* EXERCISE REQUIREMENTS *
Rewrite the stretch of the data from the line containing "Can you see the turquoise" through the end of the data, both ends included, keeping every request line. Rescale each answer's point coordinates by multiplying them by 2.3 and rounding to whole numbers, with halves rounded up.

Data drawn from a collection:
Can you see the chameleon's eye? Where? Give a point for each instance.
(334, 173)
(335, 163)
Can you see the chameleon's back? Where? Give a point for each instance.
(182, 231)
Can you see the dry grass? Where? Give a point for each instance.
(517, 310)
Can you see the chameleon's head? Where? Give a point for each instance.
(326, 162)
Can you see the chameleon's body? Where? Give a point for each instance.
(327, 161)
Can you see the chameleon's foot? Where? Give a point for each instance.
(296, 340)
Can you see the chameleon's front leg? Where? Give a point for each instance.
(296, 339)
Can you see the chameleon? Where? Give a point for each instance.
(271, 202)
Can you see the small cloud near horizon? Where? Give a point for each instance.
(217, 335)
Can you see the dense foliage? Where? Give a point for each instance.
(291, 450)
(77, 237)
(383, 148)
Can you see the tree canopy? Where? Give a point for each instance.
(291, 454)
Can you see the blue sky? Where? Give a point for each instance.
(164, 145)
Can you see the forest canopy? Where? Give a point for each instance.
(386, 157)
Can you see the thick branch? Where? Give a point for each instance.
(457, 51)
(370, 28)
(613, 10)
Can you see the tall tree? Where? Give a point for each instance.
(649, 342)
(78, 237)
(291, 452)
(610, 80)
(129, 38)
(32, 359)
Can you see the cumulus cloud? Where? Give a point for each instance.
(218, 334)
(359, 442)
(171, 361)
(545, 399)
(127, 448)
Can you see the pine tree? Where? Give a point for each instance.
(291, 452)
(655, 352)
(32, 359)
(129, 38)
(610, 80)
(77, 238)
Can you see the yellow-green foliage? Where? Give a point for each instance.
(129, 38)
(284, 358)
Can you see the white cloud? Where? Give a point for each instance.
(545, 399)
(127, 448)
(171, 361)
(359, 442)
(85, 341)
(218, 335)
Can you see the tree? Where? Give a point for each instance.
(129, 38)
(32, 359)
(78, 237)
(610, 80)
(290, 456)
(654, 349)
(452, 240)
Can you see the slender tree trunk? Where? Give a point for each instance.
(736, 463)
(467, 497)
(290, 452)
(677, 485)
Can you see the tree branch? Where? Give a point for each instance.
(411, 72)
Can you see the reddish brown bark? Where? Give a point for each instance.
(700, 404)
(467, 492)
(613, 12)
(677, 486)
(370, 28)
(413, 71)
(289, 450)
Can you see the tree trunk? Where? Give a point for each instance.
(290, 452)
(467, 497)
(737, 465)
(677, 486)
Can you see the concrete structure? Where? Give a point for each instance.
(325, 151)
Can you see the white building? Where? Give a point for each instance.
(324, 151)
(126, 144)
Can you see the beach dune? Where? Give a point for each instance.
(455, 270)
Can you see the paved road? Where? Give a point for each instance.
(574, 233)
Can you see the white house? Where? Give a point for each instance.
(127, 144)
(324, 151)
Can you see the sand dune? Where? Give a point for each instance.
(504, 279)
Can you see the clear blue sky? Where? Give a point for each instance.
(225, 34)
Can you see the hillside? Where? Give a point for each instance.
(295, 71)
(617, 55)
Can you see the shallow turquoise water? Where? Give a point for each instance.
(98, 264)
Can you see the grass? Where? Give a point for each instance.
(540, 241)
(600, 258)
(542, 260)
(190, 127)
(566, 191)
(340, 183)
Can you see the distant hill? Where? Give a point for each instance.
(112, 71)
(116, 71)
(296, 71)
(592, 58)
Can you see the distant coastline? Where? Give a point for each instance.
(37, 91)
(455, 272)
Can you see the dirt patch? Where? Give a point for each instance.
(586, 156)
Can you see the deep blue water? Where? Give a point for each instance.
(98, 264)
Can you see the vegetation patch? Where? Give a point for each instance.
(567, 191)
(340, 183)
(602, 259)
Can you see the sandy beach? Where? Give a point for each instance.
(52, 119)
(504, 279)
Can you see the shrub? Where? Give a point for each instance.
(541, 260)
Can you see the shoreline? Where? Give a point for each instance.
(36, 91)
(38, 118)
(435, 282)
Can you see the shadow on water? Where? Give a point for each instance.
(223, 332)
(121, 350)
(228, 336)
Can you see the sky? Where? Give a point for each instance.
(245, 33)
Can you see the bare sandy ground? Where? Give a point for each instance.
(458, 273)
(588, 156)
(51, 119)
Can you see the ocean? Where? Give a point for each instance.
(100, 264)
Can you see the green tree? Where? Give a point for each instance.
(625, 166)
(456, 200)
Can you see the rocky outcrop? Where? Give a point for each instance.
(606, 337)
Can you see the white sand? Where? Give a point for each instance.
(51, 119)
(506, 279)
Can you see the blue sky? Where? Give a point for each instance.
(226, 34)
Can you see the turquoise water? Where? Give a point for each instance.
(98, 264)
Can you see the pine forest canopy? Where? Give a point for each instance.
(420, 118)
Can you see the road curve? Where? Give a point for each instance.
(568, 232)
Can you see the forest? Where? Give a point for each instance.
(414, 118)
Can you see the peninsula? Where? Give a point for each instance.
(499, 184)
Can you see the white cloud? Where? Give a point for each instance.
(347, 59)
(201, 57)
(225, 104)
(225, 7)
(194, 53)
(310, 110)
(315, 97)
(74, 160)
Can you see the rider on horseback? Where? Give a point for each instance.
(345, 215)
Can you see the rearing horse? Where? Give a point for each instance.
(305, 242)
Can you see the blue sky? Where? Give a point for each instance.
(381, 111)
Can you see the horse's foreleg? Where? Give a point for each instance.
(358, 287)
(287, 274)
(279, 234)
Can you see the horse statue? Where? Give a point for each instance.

* RESPONSE TO THE EXERCISE *
Can you see the turquoise water? Where? Give a point for each instance.
(225, 607)
Can you see the pine forest canopy? Where? Give a point for each instance.
(966, 271)
Can you see the road curve? Where? Give a point for each instance.
(1306, 534)
Can you see the forest? Where? Give a point for each instance.
(952, 271)
Can you see the peninsula? Where? Give a point for each instance.
(1148, 423)
Can you see the white cloud? Where? Give a point for each instance.
(798, 136)
(462, 131)
(518, 239)
(518, 16)
(446, 122)
(713, 253)
(725, 223)
(170, 368)
Can you see the rider on horseback? Where? Give a point for each instance.
(794, 495)
Can you see the rearing horse? Where? Give a point for each instance.
(702, 557)
Can you see the blue sky? Where? Give a point for each instance.
(876, 255)
Can you see the horse's foreleg? Where? Give a point for each instance.
(823, 660)
(660, 630)
(642, 538)
Can you see the horse statue? Where? Give a point for each instance.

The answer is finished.